(Records drawn from a dataset)
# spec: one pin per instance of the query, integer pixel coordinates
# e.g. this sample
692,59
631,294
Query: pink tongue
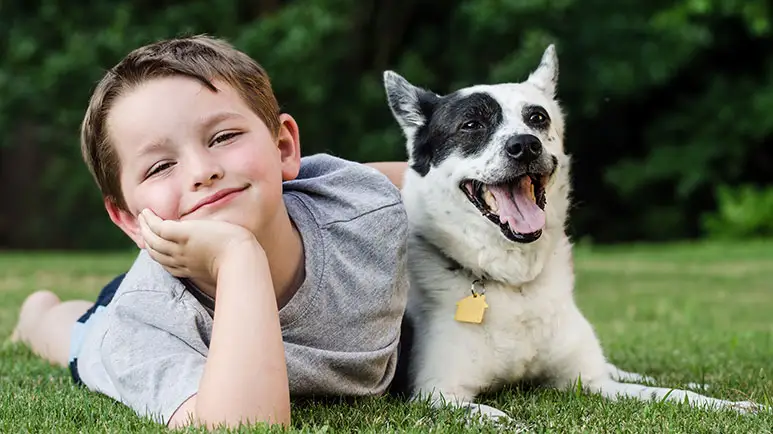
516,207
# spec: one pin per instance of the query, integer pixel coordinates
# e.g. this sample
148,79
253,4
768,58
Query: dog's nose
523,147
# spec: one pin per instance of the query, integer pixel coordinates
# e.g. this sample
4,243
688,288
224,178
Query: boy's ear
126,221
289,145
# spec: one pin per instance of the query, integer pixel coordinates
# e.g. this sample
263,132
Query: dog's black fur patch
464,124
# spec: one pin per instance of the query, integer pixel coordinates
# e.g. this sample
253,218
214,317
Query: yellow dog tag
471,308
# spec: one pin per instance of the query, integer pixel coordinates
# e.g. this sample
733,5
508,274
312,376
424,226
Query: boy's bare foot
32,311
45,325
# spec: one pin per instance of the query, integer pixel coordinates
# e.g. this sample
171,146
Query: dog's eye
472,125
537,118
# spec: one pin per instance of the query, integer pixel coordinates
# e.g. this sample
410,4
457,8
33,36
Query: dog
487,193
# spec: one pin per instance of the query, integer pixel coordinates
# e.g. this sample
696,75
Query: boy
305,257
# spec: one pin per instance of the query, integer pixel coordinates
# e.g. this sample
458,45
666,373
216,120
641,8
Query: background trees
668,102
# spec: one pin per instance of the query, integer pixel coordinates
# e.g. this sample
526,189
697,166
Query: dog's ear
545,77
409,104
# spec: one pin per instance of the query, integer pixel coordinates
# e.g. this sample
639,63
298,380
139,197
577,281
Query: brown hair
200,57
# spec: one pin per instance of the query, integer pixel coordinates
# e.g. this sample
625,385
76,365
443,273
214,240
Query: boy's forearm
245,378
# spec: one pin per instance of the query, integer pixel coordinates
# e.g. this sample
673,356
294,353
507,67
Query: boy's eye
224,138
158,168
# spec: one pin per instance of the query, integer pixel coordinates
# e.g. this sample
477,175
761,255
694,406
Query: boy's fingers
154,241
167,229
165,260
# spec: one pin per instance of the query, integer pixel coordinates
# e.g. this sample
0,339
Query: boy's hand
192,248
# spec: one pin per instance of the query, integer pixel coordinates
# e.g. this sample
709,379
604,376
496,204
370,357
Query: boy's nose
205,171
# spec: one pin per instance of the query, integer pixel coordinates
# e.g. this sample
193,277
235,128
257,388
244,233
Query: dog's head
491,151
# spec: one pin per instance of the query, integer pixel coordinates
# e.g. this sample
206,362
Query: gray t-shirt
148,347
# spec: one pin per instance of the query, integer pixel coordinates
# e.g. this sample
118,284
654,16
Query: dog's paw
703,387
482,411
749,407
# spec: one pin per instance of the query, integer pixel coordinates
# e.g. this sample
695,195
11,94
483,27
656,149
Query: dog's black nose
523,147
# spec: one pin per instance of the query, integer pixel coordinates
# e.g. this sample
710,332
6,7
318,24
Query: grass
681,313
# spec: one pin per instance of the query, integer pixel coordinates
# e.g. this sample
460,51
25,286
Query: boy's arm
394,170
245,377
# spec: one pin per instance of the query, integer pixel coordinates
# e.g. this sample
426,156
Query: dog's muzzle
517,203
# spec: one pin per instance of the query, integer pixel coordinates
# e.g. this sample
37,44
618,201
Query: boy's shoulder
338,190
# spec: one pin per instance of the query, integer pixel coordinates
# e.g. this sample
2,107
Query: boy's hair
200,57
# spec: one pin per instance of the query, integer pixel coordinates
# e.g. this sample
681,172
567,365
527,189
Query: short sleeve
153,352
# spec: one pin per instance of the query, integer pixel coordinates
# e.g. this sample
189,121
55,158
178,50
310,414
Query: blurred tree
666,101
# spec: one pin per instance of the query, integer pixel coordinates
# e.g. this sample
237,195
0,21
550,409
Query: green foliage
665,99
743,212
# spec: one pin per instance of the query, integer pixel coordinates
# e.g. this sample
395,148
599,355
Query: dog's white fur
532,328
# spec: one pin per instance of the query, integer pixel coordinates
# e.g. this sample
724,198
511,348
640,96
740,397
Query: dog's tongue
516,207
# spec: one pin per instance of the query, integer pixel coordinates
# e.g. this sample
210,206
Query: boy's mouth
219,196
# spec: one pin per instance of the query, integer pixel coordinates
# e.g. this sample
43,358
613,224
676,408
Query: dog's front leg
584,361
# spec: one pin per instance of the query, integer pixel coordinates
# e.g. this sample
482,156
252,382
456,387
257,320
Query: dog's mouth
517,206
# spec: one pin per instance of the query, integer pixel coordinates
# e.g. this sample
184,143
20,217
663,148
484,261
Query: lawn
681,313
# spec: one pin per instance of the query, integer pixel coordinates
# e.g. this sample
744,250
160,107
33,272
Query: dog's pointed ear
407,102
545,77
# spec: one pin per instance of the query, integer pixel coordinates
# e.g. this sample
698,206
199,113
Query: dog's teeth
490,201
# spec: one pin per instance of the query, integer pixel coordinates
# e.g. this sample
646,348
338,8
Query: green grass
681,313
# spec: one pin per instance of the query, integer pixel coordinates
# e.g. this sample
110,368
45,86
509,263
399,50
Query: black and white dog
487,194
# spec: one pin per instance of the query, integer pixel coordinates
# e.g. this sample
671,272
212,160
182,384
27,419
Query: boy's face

▸ Exercise: Quote only the lines from the line containing "Query: lawn" through the end of the entries, keeping the first and the last.

▸ Solution to this problem:
Query: lawn
681,313
# spec: one pin per instance of the query, integer pixel coordinates
# e.g. this sample
744,250
160,107
33,272
Query: dog's pointed ear
407,102
545,77
# spec: one pin per instance of the query, integer pixel coordinates
# e.g. this sample
698,206
199,113
Query: dog's teeth
490,201
# spec: one pin per instance of the query, integer pixel coordinates
# e.g. this sample
646,348
338,8
Query: green grass
681,313
# spec: one pin per instance of the query, integer pixel coordinates
# e.g. this sample
110,368
45,86
509,263
399,50
Query: black and white dog
487,194
# spec: one pin per instance of the query, integer pixel coordinates
# e.g. this sample
671,272
212,160
182,384
27,419
Query: boy's face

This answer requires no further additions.